**** 文本摘录

1984年10月12日人民日报 第2版

第2版()
专栏:

  已是山花烂漫时
本报记者 艾丰
编者按 四化建设中,我们需要兢兢业业、忠于职守的干部,但更需要勇于开拓、善于创新的干部。“包产到户”是我国农村经济改革中的一个伟大成功,在它的曲折发展中,涌现出了众多的开拓型人物。为什么生活在呼唤着开拓型人物?怎样才是正确的开拓之路?党组织应该怎样对待开拓型的干部?这些,无论对发展方兴未艾的农村大好形势,还是对推动正在起步的城市经济改革,都是迫切的现实问题。最早搞“包产到户”的李云河、戴洁天的事迹和经历,正是在这些方面给我们以启示。
当今中国,有谁不知道“包产到户”呢?她已如烂漫山花开遍祖国大地,城乡人民不仅闻到她的芬芳,也已尝到她的果实了;连国外的一些人也对她发生了浓厚兴趣。
但是,是谁起初提出和实行这种责任制形式并总结了完整的经验?他们的经历又如何?对于这些,至今知道的人并不多。
信念
1978年,祖国大地春雷刚刚响过。一个哲学问题——真理标准的讨论,正徐徐化开人们头脑中的冰层。
微弱的灯光,照亮了昏暗的小屋。炎热的天气,更使那有限的空间充斥着油坛、酱缸、咸鱼、干虾散发出来的浓烈气味。一个年近五十的中年人,在他算完了各种伙食帐之后,又趴在满是油渍的小桌上,开始写作了。
他,李云河,二十多年前浙江省温州地区永嘉县县委副书记、现任永嘉农机厂炊事员,正在写什么呢?他,要为自己申诉,不,更确切地说,他要为一度曾被视为洪水猛兽的那个东西——“包产到户”申诉。
“党中央:我在1956年担任浙江省永嘉县农业书记的时候,因主张‘按劳分粮’和试验‘包产到户’,于1958年被划为右派、开除党籍……恳请中央对我的问题给予解剖……”
“包产到户”!爱人包于凤在他写的材料上看到这四个字,简直象触了电一样:“你还写什么‘包’呀‘户’呀的,你还没有给‘包’害死呀!”她阻拦、流泪。亲戚们也来劝。
难道李云河自己真的忘记了那些经历吗?
1958年2月14日,温州市永嘉县四级干部会上,对他作出了宣判:“李云河由严重资产阶级个人主义、骄傲自满,发展到目无组织,积极主张‘包产到户’,积极提倡‘多劳多得’,坚持资本主义道路……已堕落成为资产阶级在党内的代理人……”
李云河的脑袋“嗡”的一声,只觉得天旋地转。
他踉踉跄跄,木然走回家门,……
记忆又揭开另一幕:“横扫一切”的“大革命”,使李云河成了首当其冲的“双料货”。谁让你混进革命队伍还当了县农机厂的副厂长?一张大字报“批”得“精彩”:
“李云河!在农村搞包产到户,在工厂搞包工到人,在家庭搞包娘教子!自己讨个老婆姓包,李家三兄弟讨的老婆都是包、包、包。李云河靠包起家,靠包成家,日夜出入‘包’府大门,简直被‘包’迷住了心窍……”

********

### 任务说明 1
请把点标注数据集里的全部记录一字不差地重新给出,答案中不要包含图片。
这篇报道与下列记录之间没有任何关联。

**** 待处理材料

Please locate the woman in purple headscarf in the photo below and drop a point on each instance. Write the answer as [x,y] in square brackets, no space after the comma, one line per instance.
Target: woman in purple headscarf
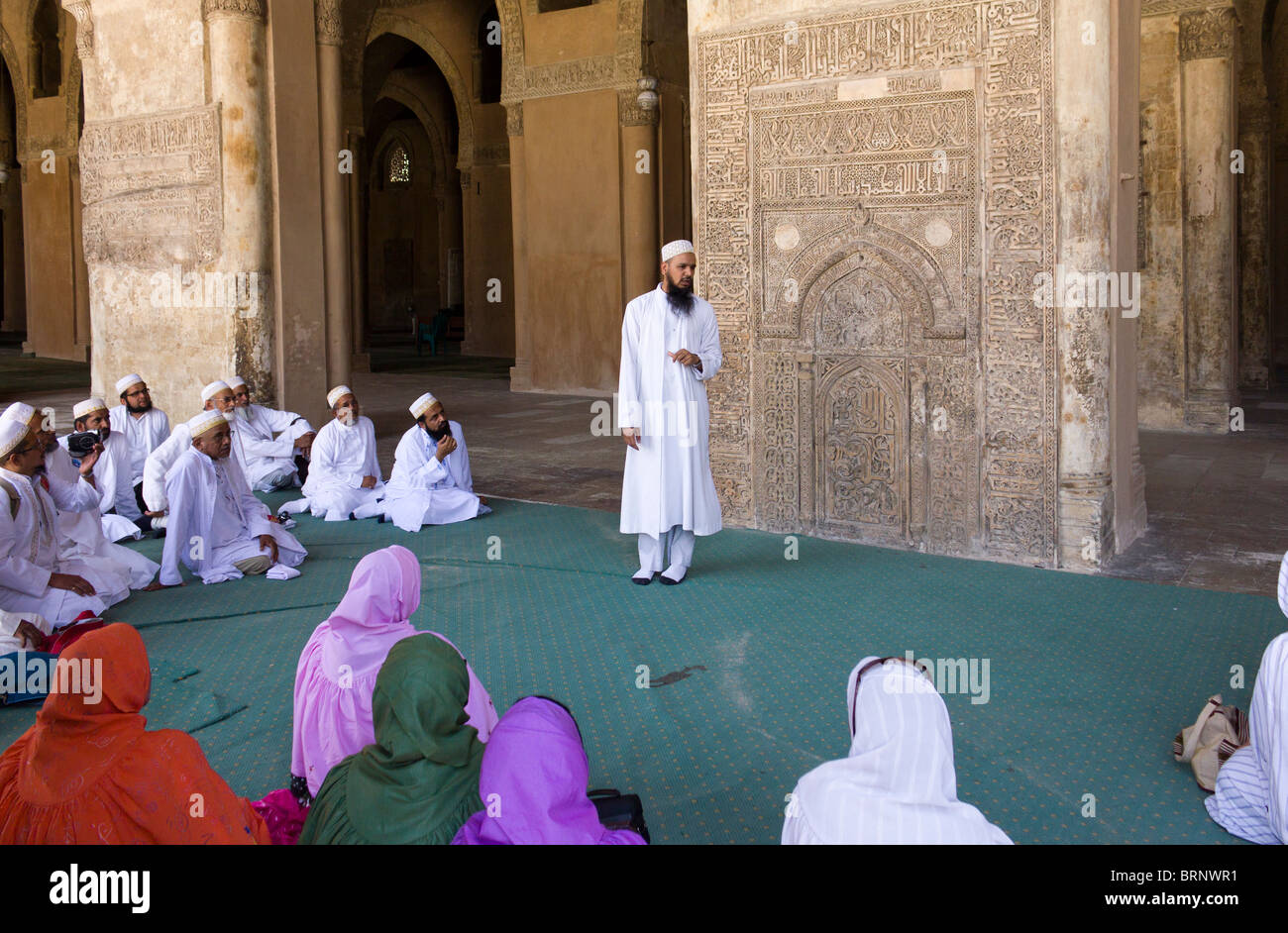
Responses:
[533,783]
[338,668]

********

### 任务说明 2
请照原样誊写这篇关于包产到户的报道中从“他,李云河,二十多年前浙江省”起、到“她阻拦、流泪。亲戚们也来劝。”为止(含这一处)的文字。

### 书面回答 1
Please locate the woman in purple headscarf in the photo below and drop a point on each instance. Write the answer as [x,y] in square brackets, no space after the comma, one line per instance.
Target: woman in purple headscarf
Responses:
[533,783]
[338,668]

### 书面回答 2
他,李云河,二十多年前浙江省温州地区永嘉县县委副书记、现任永嘉农机厂炊事员,正在写什么呢?他,要为自己申诉,不,更确切地说,他要为一度曾被视为洪水猛兽的那个东西——“包产到户”申诉。
“党中央:我在1956年担任浙江省永嘉县农业书记的时候,因主张‘按劳分粮’和试验‘包产到户’,于1958年被划为右派、开除党籍……恳请中央对我的问题给予解剖……”
“包产到户”!爱人包于凤在他写的材料上看到这四个字,简直象触了电一样:“你还写什么‘包’呀‘户’呀的,你还没有给‘包’害死呀!”她阻拦、流泪。亲戚们也来劝。